# Sam Maloof Speaks at the 2006 Western Design Conference; A Summary by Mark DeCou



## decoustudio (May 4, 2006)

*My Summary of the 2006 Western Design Conference Show in Cody, WY*

*For the Lumberjock.com website Forum*

*By M.A. DeCou, updated 9-15-2007*
copyright M.A. DeCou, all rights reserved.
==================================================










This is a picture of Sam Maloof after his lecture. He said that he is 91 years old and still works in the shop 8-10 hours a day, 6 days a week. He was a small guy, but when you're "bigger than life," it doesn't matter.

He said he has a 5-6 year backlog of work, and customers have to wait in line. There is no way to buy your way up the list, whether with money, celebrity, or past order history. This was an interesting part of his lecture, as you could sense that he has a very hard time telling folks either "no", "maybe", or "you have to wait." He said that when his first wife was alive, she would handle that discussion with customers. Since her death, he has hired a manager (Roz I think he said her name was) that runs the phone, takes the orders, and tells people "no" when they want to jump their name up the list.

He also said that "Roz" controls the visitation by woodworkers, and tells them to come back at the specific "studio open" hours. He said that at times he looks at the window of the shop while he is working and sees someone peeking in trying to get a look in the shop outside of the "studio open" hours, and so he waves them in. His heart was shown in these stories that he likes to help woodworkers, loves the customer's he works for, and that he genuinely wants to please everyone, something which is impossible to do for one man with such a following.

_____

**WHAT TO WORK ON**
A. In the summary of Sam Maloof's lecture, how long is his backlog of work?
B. Write the next part of the summary of Sam Maloof's lecture, picking up after its final paragraph.

Dataset excerpts on object pointing:
_____

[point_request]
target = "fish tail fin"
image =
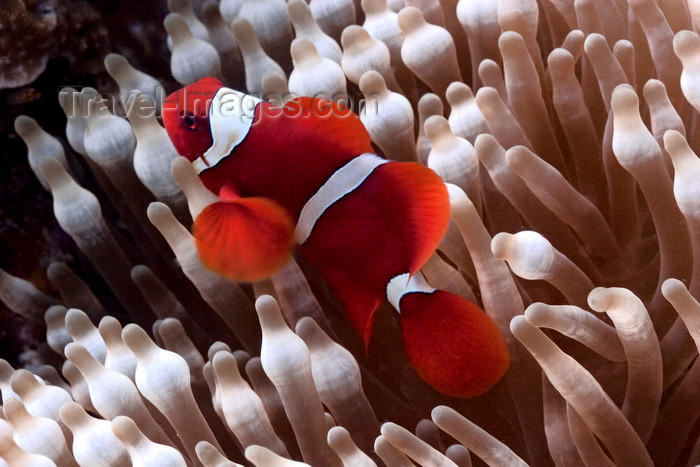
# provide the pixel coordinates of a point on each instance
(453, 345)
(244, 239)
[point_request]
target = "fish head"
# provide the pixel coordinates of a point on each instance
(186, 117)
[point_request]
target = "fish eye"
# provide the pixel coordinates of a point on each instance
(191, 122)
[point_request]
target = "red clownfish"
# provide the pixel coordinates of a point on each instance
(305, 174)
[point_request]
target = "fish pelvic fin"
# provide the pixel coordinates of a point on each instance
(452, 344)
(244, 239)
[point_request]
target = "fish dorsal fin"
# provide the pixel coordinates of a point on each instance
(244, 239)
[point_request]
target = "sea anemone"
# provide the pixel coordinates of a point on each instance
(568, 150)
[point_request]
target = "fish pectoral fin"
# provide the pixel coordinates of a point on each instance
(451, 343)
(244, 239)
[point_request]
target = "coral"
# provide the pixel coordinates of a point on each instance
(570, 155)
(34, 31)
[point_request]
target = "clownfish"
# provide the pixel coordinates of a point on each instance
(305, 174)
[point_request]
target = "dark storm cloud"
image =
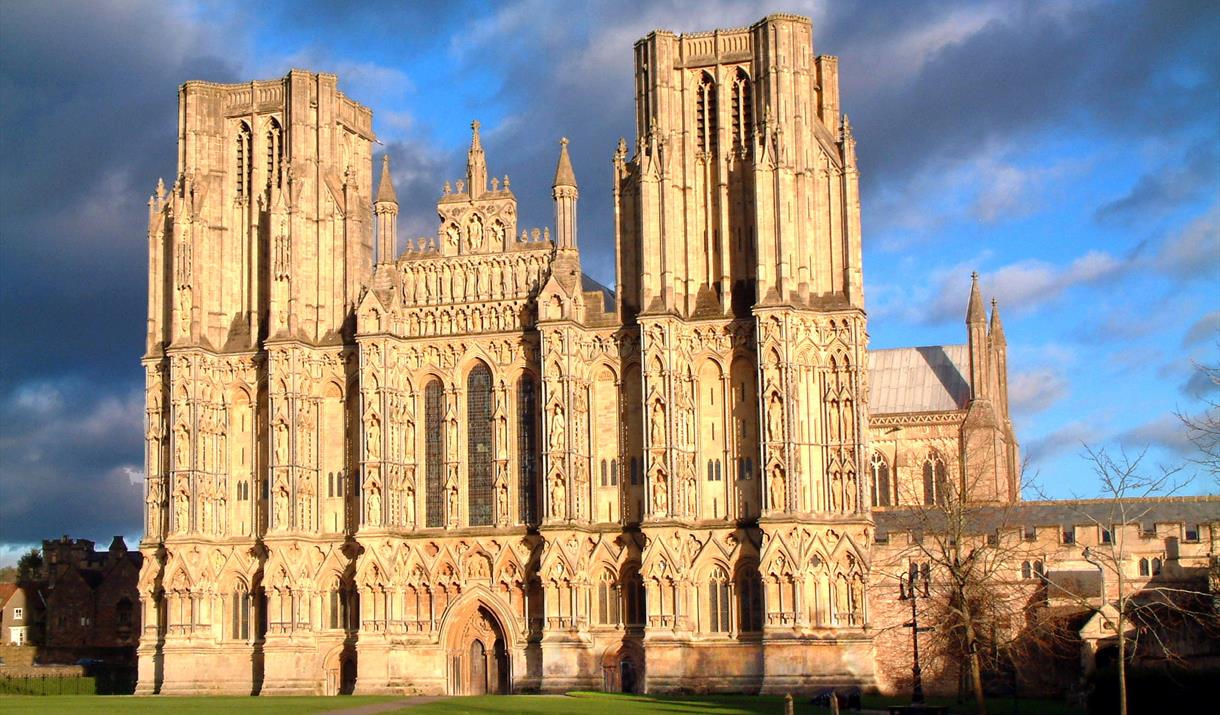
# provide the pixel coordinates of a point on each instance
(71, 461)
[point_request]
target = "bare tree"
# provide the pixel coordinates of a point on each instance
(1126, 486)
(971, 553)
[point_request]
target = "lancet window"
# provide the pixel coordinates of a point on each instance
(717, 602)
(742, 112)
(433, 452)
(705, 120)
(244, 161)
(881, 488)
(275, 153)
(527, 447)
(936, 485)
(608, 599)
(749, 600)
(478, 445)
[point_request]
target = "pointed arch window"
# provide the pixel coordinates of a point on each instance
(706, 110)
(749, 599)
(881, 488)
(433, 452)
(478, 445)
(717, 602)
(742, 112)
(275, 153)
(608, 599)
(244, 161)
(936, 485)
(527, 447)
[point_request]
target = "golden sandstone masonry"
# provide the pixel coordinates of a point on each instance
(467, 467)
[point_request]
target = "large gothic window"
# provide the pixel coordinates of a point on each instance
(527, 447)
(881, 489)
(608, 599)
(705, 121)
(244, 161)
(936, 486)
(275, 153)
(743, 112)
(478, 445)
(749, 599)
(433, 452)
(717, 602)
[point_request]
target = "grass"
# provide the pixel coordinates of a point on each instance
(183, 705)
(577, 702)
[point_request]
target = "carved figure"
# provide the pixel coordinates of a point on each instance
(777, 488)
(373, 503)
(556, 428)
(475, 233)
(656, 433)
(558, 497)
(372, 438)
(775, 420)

_____

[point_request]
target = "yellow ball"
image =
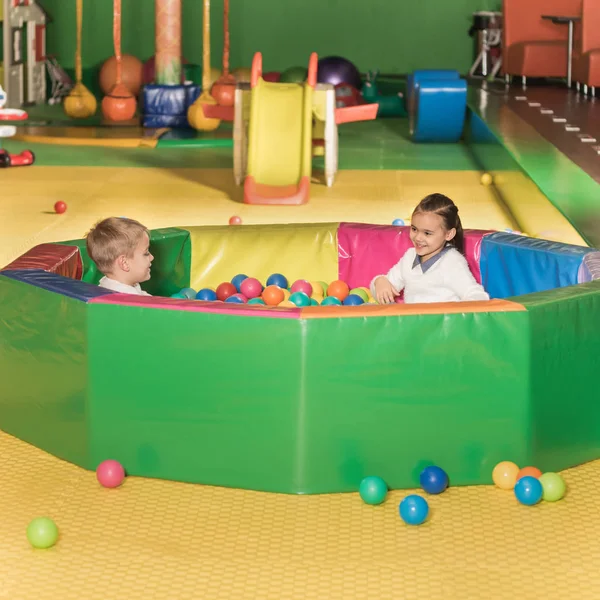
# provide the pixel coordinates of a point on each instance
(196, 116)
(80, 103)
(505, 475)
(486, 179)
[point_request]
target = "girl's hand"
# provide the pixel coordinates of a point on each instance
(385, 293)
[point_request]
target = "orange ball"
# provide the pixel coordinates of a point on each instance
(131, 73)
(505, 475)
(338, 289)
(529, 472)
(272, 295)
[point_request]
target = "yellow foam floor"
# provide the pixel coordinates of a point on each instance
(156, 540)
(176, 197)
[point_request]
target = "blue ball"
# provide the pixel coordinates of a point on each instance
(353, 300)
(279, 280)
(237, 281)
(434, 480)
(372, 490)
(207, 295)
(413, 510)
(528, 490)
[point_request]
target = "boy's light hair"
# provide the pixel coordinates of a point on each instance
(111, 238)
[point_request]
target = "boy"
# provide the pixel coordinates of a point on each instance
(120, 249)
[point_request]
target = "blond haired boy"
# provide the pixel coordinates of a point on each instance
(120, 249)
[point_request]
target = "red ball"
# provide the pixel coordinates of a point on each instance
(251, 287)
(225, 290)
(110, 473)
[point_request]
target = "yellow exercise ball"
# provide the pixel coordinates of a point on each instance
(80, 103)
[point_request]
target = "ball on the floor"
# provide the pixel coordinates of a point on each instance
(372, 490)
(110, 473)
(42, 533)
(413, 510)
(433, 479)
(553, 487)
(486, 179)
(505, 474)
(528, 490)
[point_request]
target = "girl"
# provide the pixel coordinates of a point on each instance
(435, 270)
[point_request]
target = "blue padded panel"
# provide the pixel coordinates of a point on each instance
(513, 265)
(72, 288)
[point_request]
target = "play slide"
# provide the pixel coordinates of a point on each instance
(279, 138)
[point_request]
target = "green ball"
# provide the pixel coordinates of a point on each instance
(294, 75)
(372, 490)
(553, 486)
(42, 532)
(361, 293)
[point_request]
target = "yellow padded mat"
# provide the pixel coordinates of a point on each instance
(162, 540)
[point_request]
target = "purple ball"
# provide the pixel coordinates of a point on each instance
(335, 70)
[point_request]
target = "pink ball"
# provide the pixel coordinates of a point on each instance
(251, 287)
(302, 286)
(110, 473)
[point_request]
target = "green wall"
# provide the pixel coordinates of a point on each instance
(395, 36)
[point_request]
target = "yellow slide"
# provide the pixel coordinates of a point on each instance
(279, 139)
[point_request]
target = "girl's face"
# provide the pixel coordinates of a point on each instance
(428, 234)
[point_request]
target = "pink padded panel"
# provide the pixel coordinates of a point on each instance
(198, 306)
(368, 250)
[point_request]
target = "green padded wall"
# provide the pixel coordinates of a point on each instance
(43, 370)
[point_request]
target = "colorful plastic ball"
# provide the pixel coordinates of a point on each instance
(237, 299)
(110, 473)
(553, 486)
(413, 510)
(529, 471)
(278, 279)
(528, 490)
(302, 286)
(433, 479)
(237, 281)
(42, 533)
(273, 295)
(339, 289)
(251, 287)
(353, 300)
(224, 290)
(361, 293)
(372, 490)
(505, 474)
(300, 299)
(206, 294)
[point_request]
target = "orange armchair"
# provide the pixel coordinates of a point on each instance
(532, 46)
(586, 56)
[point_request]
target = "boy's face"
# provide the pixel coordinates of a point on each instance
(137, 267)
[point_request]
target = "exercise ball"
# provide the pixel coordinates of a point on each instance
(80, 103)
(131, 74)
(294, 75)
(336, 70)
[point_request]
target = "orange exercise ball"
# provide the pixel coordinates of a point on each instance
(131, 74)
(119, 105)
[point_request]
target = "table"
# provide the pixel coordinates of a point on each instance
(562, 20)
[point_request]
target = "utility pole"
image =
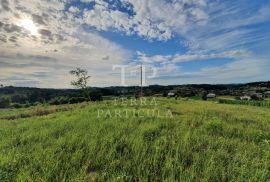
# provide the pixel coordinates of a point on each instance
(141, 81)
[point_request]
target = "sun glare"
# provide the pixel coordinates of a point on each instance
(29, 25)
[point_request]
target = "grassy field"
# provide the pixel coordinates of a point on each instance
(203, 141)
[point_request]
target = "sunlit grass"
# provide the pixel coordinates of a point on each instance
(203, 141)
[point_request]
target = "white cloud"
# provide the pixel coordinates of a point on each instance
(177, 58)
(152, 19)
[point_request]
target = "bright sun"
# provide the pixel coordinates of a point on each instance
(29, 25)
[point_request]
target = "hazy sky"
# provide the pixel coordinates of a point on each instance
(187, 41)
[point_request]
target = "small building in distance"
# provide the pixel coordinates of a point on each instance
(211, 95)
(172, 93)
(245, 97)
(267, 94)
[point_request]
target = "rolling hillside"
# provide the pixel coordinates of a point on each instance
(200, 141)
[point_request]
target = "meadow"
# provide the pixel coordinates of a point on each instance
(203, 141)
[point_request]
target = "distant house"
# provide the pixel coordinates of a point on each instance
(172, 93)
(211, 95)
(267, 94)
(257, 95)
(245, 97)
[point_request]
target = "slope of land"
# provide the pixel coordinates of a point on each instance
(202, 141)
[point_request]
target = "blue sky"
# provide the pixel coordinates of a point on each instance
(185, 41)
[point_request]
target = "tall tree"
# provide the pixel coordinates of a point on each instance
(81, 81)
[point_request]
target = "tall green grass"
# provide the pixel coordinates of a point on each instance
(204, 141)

_____

**IN RESPONSE**
A. His backlog is 5-6 years.

B.
He showed a recent 30 minute documentary video of his work, life, and employees. In the documentary, he told one story of some special Walnut wood he bought from his supplier. A short while after the purchase, the wood seller called him and said that he needed the wood back, that "Brad Pitt" wanted it for his house. Sam asked, "Who the hell is Brad Pitt, and 'no', the wood is not for sale." This story raised a huge laughter and applause from the listeners.

Sam said he has about 500,000 board feet of wood in 6 different buildings. He said he has to live long enough to use it all. I hope he does.

I understood that he has Willed the business, shop, and house, to his foundation, which will be owned by 6 people equally, His wife, son, Roz, and the three employees in the shop. He said that his son does not work with him now, as he would only work with Sam if Sam would retire and step out of the business. To which, Sam said, "I'm not stepping aside for anyone." This brought another big laugh and applause.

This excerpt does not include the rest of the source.